[Annotation rows]
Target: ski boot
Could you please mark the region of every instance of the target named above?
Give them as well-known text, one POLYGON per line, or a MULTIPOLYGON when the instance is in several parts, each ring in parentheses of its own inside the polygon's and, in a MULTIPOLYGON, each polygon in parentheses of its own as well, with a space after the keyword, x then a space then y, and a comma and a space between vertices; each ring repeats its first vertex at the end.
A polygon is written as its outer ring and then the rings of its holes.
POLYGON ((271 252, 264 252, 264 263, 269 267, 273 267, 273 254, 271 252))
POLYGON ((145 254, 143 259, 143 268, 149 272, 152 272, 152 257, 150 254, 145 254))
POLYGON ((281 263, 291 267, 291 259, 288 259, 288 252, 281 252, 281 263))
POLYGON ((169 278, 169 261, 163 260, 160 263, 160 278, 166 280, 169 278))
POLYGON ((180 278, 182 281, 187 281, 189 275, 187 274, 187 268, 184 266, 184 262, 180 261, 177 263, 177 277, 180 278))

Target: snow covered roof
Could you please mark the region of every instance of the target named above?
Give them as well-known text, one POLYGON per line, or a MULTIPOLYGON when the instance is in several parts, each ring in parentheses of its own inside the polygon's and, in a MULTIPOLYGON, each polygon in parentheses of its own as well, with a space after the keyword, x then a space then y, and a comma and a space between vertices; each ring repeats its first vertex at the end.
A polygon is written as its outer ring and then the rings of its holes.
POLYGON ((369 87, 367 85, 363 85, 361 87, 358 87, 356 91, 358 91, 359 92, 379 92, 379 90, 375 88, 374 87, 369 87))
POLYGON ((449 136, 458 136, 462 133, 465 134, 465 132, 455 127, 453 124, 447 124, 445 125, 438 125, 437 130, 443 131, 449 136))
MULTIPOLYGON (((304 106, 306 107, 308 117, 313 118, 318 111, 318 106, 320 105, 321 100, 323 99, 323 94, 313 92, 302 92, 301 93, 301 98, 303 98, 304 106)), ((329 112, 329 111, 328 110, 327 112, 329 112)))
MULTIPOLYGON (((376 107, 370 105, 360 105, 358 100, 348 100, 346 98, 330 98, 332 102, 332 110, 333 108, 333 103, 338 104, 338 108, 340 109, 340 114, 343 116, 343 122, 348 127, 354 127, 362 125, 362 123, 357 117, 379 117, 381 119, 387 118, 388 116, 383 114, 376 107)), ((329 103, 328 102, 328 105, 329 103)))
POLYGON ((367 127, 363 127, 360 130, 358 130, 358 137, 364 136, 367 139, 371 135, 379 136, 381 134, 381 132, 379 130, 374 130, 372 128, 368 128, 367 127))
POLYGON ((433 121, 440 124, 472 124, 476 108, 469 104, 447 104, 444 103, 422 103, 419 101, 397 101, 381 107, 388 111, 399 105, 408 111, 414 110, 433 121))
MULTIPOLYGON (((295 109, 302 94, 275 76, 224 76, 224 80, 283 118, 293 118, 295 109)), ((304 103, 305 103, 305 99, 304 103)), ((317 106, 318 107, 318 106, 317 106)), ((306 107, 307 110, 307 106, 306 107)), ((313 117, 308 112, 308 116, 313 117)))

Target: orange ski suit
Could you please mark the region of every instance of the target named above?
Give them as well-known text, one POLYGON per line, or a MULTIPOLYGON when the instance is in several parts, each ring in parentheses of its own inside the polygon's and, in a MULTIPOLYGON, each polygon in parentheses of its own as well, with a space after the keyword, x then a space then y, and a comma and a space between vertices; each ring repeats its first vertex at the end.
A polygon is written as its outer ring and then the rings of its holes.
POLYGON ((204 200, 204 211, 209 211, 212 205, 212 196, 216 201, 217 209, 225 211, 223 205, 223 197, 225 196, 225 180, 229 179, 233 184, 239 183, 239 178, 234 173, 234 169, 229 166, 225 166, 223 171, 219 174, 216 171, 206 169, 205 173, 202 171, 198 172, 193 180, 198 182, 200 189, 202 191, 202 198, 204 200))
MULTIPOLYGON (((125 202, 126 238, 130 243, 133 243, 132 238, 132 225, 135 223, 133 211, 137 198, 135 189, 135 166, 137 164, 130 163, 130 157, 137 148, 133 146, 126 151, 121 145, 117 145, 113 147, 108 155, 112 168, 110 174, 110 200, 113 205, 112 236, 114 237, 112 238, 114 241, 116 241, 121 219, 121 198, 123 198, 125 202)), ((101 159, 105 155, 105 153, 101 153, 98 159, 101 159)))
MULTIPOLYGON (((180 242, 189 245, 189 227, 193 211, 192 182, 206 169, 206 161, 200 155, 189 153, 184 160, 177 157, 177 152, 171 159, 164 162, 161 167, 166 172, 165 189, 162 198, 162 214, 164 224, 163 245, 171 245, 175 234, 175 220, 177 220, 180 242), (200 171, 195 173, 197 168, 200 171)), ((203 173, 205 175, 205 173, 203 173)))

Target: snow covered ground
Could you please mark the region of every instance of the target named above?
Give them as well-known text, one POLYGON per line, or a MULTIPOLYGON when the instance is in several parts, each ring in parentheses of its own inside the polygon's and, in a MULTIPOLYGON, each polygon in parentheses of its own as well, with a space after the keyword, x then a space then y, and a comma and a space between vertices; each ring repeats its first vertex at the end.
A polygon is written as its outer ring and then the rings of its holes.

## [Set exercise]
Output every one of the rows above as a numbered list, omitting the blank lines.

## [Output of the exercise]
1. Target: ski boot
2. Could you please mark the region of every instance of the target named above?
3. Give them as well-known text, one POLYGON per line, or a MULTIPOLYGON when the instance is in several parts, each ring in parentheses of its own inside the polygon's and, in a MULTIPOLYGON, each polygon in parentheses of its own as well, with a space after the keyword, x then a space then y, and a comma and a space between vertices; each ring repeats its first vertex at the end.
4. A polygon is written as its outer ring and then the rings of its holes.
5. POLYGON ((271 252, 264 252, 264 263, 269 267, 273 267, 273 254, 271 252))
6. POLYGON ((145 254, 143 259, 143 268, 149 272, 152 272, 152 257, 150 254, 145 254))
7. POLYGON ((281 263, 291 267, 291 259, 288 259, 288 252, 281 252, 281 263))
8. POLYGON ((169 278, 169 261, 163 260, 160 263, 160 278, 166 280, 169 278))
9. POLYGON ((180 278, 182 281, 187 281, 189 275, 187 274, 187 268, 184 266, 184 262, 180 261, 177 263, 177 277, 180 278))
10. Target: snow covered roof
11. Could you please mark the region of every instance of the target named above?
12. Give them as well-known text, one POLYGON per line, or a MULTIPOLYGON when the instance is in several parts, each ring in parentheses of its own inside the polygon's and, in a MULTIPOLYGON, each polygon in parentheses of its own as well, with a space after the keyword, x then a space then y, and a comma and a space between vertices; each ring repeats its first vertex at the end.
13. A polygon is written as its outer ring and then the rings of its holes.
14. POLYGON ((369 87, 367 85, 363 85, 361 87, 358 87, 356 91, 358 91, 359 92, 379 92, 379 90, 375 88, 374 87, 369 87))
15. POLYGON ((449 136, 458 136, 462 133, 465 134, 465 132, 455 127, 453 124, 447 124, 445 125, 438 125, 437 130, 443 131, 449 136))
16. MULTIPOLYGON (((304 106, 306 107, 308 117, 313 118, 318 111, 318 106, 320 105, 321 100, 323 99, 323 94, 313 92, 302 92, 301 93, 301 98, 303 98, 304 106)), ((329 112, 329 111, 328 110, 327 112, 329 112)))
17. MULTIPOLYGON (((376 107, 370 105, 360 105, 358 100, 348 100, 346 98, 330 98, 332 102, 332 110, 333 108, 333 103, 338 104, 338 108, 340 109, 340 114, 343 116, 343 122, 348 127, 354 127, 362 125, 362 123, 357 117, 379 117, 381 119, 387 118, 388 116, 383 114, 376 107)), ((329 103, 328 102, 328 105, 329 103)))
18. POLYGON ((367 127, 363 127, 360 130, 358 130, 358 137, 364 136, 367 139, 371 135, 379 136, 381 134, 381 132, 379 130, 374 130, 372 128, 368 128, 367 127))
19. POLYGON ((433 121, 440 124, 472 124, 476 108, 469 104, 447 104, 444 103, 422 103, 419 101, 397 101, 381 107, 388 111, 399 105, 408 111, 414 110, 433 121))
20. MULTIPOLYGON (((295 109, 302 94, 275 76, 224 76, 224 80, 283 118, 293 118, 295 109)), ((304 103, 305 103, 305 99, 304 103)), ((317 106, 318 107, 318 106, 317 106)), ((306 107, 307 110, 307 106, 306 107)), ((313 117, 308 112, 308 116, 313 117)))
21. Target: orange ski suit
22. Could you please mark the region of every instance of the target named above?
23. Give them as well-known text, one POLYGON per line, or a MULTIPOLYGON when the instance is in several parts, each ring in parentheses of its own inside the polygon's and, in a MULTIPOLYGON, each polygon in parentheses of its own as well, with a space after the keyword, x then a space then y, and a comma and a space between vertices; each ring repeats its first vertex at the end.
24. A polygon is written as its outer ring and then the rings of its holes.
25. POLYGON ((204 200, 204 211, 209 211, 212 205, 212 196, 216 201, 217 209, 225 211, 223 205, 223 197, 225 196, 225 180, 229 179, 233 184, 239 183, 239 178, 234 173, 234 169, 229 166, 225 166, 223 171, 219 174, 216 171, 206 169, 205 173, 202 171, 198 172, 193 180, 198 182, 200 189, 202 191, 202 198, 204 200))
26. MULTIPOLYGON (((125 202, 126 238, 130 243, 133 243, 132 238, 132 225, 135 223, 133 211, 137 198, 135 189, 135 166, 137 164, 130 163, 130 157, 137 148, 133 146, 126 151, 121 145, 117 145, 113 147, 108 155, 112 168, 110 174, 110 200, 113 205, 112 236, 114 237, 112 238, 114 241, 116 241, 121 219, 121 198, 123 198, 125 202)), ((101 159, 105 155, 105 153, 101 153, 98 159, 101 159)))
27. MULTIPOLYGON (((180 242, 189 245, 189 227, 193 211, 192 182, 206 169, 206 161, 200 155, 189 153, 184 160, 177 157, 177 152, 171 159, 164 162, 161 167, 166 172, 165 189, 162 198, 162 214, 164 224, 163 245, 171 245, 175 234, 175 220, 177 220, 180 242), (200 171, 195 173, 197 168, 200 171)), ((203 173, 205 175, 205 173, 203 173)))
28. Target: snow covered ground
29. Could you please mark the region of every instance of the target named above?
30. Give them as well-known text, one POLYGON per line, or a MULTIPOLYGON when the instance is in several parts, each ring in parentheses of its own inside the polygon's and, in a MULTIPOLYGON, each polygon in parentheses of its own as well, with a space after the keyword, x then a space then y, and a comma and a space between vertices; each ring repeats its first vertex at the end.
31. A polygon is written as its outer ring and then the rings of its holes.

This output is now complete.